Extrait du texte
Le prix des places dans l'omnibus, pour les départs de la place Royale et de la porte de Namur au chemin de fer, est fixé à 50 centimes par personne, et 30 centimes pour le retour.
En juillet 1835, le bureau des omnibus Barreto et Delpaire de la Montagne de la Cour est transféré du numéro 91 au numéro 32.

Outre leur service d'omnibus et de réservation de places pour le train qui relie de Bruxelles à Malines, Barreto et Delpaire proposent également les services suivants:
* la location de voitures de 20, 30 ou 40 places;
* des excursions en train vers Malines, accompagné d'un dîner succulent avec une demi-bouteille de vin au Jardin de Coloma et ensuite le retour par le chemin de fer jusqu'à Bruxelles, et par les omnibus jusqu'à la place Royale pour le prix modique de 5 francs par personne;
* des excursions au Nieuw Molen, à l'endroit où l'on prend les bains, les dimanches et jours de fêtes excepté, par la rue de la Madeleine, la rue de la Colline, la Grand-Place, la rue de la Violette, la rue de l'Escalier et la rue Haute. Le départ est à 6 heures et le retour à 7 heures et demi. Le prix est de 50 centimes par personne.
* des excursions pour Boitsfort, les dimanches et jours de fête, au moyen de deux grandes voitures suspendues qui passent par la place Royale et la porte de Namur. Le départ de la première voiture est à 11 heures et celui de la seconde à 4 heures. Le retour de la première voiture est à midi et celui de la seconde à 8 heures. Le prix est de 1.50 francs par voyageur.
* des excursions en bateau à vapeur.

Série de tâches
[1] Recopiez fidèlement le passage du texte sur les omnibus Barreto et Delpaire allant de « Outre leur service » jusqu'à « centimes par personne. ».
[2] Dans la liste de données, réécrivez le passage allant de la ligne contenant « locate grout line. » jusqu'à la fin de la liste, en remplaçant « grout line » par « tile seam » et en laissant tout le reste inchangé.
Ce texte n'a aucun rapport avec la liste de données qui vient ensuite.

Données fournies
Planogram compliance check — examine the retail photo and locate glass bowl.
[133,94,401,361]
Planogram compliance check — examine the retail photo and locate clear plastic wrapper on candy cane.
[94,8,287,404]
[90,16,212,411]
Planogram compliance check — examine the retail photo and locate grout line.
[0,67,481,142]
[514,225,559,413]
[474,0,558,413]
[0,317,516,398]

Liste des réponses
[1]
Outre leur service d'omnibus et de réservation de places pour le train qui relie de Bruxelles à Malines, Barreto et Delpaire proposent également les services suivants:
* la location de voitures de 20, 30 ou 40 places;
* des excursions en train vers Malines, accompagné d'un dîner succulent avec une demi-bouteille de vin au Jardin de Coloma et ensuite le retour par le chemin de fer jusqu'à Bruxelles, et par les omnibus jusqu'à la place Royale pour le prix modique de 5 francs par personne;
* des excursions au Nieuw Molen, à l'endroit où l'on prend les bains, les dimanches et jours de fêtes excepté, par la rue de la Madeleine, la rue de la Colline, la Grand-Place, la rue de la Violette, la rue de l'Escalier et la rue Haute. Le départ est à 6 heures et le retour à 7 heures et demi. Le prix est de 50 centimes par personne.

[2]
Planogram compliance check — examine the retail photo and locate tile seam.
[0,67,481,142]
[514,225,559,413]
[474,0,558,413]
[0,317,516,398]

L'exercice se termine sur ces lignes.